[THE TASK]
Set down the records again. Every word and mark must match exactly.

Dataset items
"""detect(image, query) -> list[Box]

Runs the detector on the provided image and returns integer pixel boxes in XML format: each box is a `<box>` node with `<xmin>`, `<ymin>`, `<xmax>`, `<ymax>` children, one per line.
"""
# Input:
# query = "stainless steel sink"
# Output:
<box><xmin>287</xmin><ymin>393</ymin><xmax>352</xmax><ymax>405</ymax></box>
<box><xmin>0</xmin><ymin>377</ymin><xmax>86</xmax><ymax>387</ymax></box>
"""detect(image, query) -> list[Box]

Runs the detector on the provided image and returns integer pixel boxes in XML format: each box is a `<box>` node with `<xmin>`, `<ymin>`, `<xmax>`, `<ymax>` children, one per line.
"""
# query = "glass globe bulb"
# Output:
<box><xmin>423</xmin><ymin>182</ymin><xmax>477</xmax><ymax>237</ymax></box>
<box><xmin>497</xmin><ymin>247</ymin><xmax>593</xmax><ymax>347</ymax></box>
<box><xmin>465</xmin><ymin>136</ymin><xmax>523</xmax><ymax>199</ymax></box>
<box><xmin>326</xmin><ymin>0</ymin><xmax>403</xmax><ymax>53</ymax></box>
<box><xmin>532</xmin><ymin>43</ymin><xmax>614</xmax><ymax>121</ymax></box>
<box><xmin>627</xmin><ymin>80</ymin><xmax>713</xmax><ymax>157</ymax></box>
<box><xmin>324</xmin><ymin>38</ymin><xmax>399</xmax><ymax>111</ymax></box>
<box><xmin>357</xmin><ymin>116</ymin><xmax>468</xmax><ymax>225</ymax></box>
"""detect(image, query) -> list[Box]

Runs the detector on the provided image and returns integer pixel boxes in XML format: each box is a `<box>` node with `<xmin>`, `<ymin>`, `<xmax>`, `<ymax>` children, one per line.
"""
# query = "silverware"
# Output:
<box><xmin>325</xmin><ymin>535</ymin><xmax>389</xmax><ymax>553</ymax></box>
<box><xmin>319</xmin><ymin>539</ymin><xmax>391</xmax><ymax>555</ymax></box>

[ANSWER AREA]
"""detect(image, query) -> list[Box]

Runs the detector on the provided image and returns integer pixel boxes in XML format: each box is a `<box>` node with `<xmin>`, `<ymin>`, `<xmax>`, `<ymax>` children, one per line.
"""
# Input:
# query = "stainless steel sink"
# Output:
<box><xmin>287</xmin><ymin>393</ymin><xmax>352</xmax><ymax>405</ymax></box>
<box><xmin>0</xmin><ymin>377</ymin><xmax>86</xmax><ymax>387</ymax></box>
"""detect(image, query) -> list[Box]

Runs the detector on the provided image and returns integer pixel boxes in XML format: each box is a `<box>` node with `<xmin>`, `<ymin>`, `<xmax>`, `<ymax>` children, one per line.
"""
# query = "glass globe bulb"
# Output:
<box><xmin>423</xmin><ymin>182</ymin><xmax>477</xmax><ymax>237</ymax></box>
<box><xmin>497</xmin><ymin>247</ymin><xmax>593</xmax><ymax>347</ymax></box>
<box><xmin>465</xmin><ymin>136</ymin><xmax>523</xmax><ymax>199</ymax></box>
<box><xmin>326</xmin><ymin>0</ymin><xmax>403</xmax><ymax>53</ymax></box>
<box><xmin>532</xmin><ymin>43</ymin><xmax>614</xmax><ymax>121</ymax></box>
<box><xmin>627</xmin><ymin>80</ymin><xmax>713</xmax><ymax>157</ymax></box>
<box><xmin>324</xmin><ymin>38</ymin><xmax>399</xmax><ymax>111</ymax></box>
<box><xmin>357</xmin><ymin>116</ymin><xmax>468</xmax><ymax>225</ymax></box>
"""detect(image, query) -> list[Box]

Runs the detector on the provided image and returns integer pixel boxes in XML format: each box is a `<box>` node with `<xmin>`, `<ymin>`, `<xmax>`, `<ymax>` children, one per line.
"""
# query = "silverware"
# Output:
<box><xmin>325</xmin><ymin>535</ymin><xmax>389</xmax><ymax>553</ymax></box>
<box><xmin>319</xmin><ymin>539</ymin><xmax>391</xmax><ymax>555</ymax></box>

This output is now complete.